## REQUIRED TASKS
(a) According to the blog post on the author's threshold habit, what is that habit?
(b) Continue the blog post on the author's threshold habit, picking up right after its final sentence.

## SUPPLIED TEXT

------------------------------

Thursday, February 12, 2009

My Threshold Habit

Next month, I will be celebrating 3 years of successful  - for the most part - weight management after losing almost 70 lbs on OPTIFAST.  I'll post more about the ups and downs of the past year later.  Today's post is about my threshold habit: No McDonald's.  

First of all, what do I mean by threshold habit?  For me, it's a habit I identify with my life when I was fat.  It exemplifies that part of my life.  And it's a habit I refuse to practice - not even once. For me, if I make an exception, I'll be opening the door and inviting my former habits back into my life.   It's a threshold I will not cross.  

Why McDonald's?  Before I lost weight, several meals per week came from McDonald's. Almost daily, I'd stop and get a biscuit breakfast on the way to work.  And then a co-worker and I would go and get a 'value' meal for lunch.  The food was cheap and usually filled me up.  But if left me wanting more and I'd end up hitting the vending machine mid-morning and again mid-afternoon.  By giving myself the MickeyD's 'out', I allowed myself to not plan my food, prepare my food or take any type of responsibility for making sure I was eating healthy.  

So what did I do with all that time I wasn't preparing my food?  I was vegging out in front of the television or indulging my internet addiction.  I certainly wasn't spending the time exercising or even taking a walk to get fresh air.  I wasn't reading to enrich my mind.  I wasn't knitting to indulge my creative self.

------------------------------

(Dataset items)
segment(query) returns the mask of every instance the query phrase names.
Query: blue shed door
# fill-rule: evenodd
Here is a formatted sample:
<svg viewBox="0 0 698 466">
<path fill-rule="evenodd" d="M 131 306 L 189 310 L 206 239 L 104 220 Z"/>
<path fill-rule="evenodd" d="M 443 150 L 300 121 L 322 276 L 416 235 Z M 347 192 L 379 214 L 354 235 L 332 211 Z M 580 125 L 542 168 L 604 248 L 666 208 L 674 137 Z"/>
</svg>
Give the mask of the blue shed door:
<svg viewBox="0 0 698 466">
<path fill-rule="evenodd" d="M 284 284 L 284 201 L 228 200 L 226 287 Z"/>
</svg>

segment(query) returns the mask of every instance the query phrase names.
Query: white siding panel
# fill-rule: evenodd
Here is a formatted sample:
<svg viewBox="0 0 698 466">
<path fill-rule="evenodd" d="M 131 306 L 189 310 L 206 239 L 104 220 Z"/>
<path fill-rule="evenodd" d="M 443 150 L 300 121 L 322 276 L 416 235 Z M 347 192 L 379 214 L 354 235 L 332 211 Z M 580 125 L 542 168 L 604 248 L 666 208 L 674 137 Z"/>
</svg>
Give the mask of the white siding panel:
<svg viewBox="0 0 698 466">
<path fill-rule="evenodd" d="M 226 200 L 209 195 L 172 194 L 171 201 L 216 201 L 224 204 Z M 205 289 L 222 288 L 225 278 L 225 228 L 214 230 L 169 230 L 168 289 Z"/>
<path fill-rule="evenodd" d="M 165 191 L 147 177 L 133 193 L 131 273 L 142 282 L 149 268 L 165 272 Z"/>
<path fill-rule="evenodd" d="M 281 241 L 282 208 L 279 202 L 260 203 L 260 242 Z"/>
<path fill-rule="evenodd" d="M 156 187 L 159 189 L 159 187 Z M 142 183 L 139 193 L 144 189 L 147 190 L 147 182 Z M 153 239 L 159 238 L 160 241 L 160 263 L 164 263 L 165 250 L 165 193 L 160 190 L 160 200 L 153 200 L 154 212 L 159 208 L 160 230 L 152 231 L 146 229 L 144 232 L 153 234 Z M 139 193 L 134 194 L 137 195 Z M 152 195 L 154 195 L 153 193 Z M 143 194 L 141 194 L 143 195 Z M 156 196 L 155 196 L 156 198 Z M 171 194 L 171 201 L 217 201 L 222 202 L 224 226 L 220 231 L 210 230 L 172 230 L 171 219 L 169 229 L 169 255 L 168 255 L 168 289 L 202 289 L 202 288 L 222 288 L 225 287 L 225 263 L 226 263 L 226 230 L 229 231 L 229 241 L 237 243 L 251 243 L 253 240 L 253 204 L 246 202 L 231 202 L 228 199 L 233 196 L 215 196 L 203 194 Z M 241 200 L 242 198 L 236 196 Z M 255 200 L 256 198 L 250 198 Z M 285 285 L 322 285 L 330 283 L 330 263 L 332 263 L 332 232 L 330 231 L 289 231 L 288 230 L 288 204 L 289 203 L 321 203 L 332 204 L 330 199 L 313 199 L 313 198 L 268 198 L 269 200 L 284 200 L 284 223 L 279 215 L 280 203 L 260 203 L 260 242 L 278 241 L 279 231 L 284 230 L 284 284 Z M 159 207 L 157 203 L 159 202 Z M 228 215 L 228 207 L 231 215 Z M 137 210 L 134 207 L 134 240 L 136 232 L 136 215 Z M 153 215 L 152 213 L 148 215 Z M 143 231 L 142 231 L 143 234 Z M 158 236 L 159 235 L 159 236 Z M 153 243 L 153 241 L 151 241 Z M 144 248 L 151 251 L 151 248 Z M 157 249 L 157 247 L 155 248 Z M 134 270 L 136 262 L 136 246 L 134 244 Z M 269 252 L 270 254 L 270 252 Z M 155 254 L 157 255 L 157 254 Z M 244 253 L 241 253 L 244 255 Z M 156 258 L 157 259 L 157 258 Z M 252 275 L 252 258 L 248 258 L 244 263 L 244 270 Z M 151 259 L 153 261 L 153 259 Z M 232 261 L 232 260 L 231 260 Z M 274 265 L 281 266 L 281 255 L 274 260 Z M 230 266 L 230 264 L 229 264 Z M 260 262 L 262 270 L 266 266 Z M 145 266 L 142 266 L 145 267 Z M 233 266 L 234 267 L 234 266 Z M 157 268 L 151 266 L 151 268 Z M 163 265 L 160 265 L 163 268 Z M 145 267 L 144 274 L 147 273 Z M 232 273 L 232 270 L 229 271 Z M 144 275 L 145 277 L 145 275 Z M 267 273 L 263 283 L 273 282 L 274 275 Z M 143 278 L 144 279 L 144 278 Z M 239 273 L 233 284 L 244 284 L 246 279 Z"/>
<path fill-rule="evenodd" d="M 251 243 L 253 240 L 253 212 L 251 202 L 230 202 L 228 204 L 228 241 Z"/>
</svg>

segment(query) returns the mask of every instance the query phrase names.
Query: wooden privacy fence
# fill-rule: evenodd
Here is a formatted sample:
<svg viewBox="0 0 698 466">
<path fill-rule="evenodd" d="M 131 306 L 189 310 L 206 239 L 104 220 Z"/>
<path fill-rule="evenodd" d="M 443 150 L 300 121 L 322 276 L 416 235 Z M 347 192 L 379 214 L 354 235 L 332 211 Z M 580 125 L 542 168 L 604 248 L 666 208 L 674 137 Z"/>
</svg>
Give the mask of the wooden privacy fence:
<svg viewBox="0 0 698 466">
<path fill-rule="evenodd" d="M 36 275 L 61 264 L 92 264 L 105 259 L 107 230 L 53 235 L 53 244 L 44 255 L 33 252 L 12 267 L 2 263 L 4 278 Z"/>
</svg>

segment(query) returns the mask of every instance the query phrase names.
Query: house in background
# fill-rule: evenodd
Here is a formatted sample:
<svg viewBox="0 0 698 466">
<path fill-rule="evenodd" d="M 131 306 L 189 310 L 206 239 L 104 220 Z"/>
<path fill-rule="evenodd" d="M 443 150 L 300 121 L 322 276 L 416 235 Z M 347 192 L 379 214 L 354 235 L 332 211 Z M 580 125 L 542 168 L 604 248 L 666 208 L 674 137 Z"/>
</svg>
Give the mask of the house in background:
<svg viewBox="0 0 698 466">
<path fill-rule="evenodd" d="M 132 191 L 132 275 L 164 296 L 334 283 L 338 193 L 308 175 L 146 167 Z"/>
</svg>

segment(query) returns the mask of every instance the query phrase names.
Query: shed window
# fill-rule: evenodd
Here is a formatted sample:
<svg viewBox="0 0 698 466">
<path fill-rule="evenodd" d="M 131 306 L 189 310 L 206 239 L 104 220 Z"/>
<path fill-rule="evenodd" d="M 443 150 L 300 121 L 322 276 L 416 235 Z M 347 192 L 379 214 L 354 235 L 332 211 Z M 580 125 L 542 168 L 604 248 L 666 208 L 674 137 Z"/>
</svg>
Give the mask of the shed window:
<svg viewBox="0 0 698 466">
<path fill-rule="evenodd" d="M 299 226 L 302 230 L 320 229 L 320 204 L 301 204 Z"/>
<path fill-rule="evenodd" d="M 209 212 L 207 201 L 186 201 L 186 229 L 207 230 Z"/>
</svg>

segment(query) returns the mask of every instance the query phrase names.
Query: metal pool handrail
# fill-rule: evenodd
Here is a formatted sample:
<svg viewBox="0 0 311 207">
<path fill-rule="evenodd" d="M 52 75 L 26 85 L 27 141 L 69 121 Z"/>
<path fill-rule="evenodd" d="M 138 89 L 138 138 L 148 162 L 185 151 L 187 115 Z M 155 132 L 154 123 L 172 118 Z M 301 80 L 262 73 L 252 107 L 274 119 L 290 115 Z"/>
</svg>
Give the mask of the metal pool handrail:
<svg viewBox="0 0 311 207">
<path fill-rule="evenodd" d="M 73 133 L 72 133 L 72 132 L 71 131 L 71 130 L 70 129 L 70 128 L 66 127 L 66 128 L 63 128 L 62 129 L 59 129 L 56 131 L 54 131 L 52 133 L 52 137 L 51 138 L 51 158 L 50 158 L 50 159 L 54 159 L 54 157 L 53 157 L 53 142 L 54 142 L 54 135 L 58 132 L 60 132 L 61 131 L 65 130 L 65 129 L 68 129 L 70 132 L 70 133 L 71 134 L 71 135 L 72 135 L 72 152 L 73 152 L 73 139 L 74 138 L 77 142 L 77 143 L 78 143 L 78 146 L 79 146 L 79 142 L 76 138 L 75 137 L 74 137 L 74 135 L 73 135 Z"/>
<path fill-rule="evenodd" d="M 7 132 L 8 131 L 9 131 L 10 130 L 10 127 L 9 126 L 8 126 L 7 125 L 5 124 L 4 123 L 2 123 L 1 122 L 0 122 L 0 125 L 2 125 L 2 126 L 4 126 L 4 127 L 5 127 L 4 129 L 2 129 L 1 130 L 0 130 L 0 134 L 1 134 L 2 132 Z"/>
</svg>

------------------------------

## OUTPUTS FOR THE TASKS
(a) No McDonald's.

(b)
My life was flat dull and very blob-like.  

When I started OPTIFASt, I made a committment to myself that I would not gain the weight back. As I was going through the OPITFAST programl I had the opportunity to look at my life and make decisions about what worked and what didn't.  I realized that I would have to spend time preparing my food and exercising.  To make sure I stuck to that, I took McDonald's (or any fast-food, for the most part) off of my list of options.

And now, almost three and a half years later since I started OPTIFAST, I have not had McDonald's.  I go there to use the restroom when my partner and I are out and about, but that's it.  Eating at McDonald's for me symbolizes crossing the threshold back into a pattern of unhealthy habits.  And I won't go there.

What's your threshold habit?

MFD visitors  - please visit my old blog on MFD: Mindfully Being Healthy.  RealPeach has posted valuable information there regarding different forms of exercise: cardio, strength training, yoga and pilates.  

6 comments:

  1. Nice topic on the threshold Maura! I think my threshold is NO more fad/gimmicky diets or exercises. Just good solid fitness and wholesome healthful foods.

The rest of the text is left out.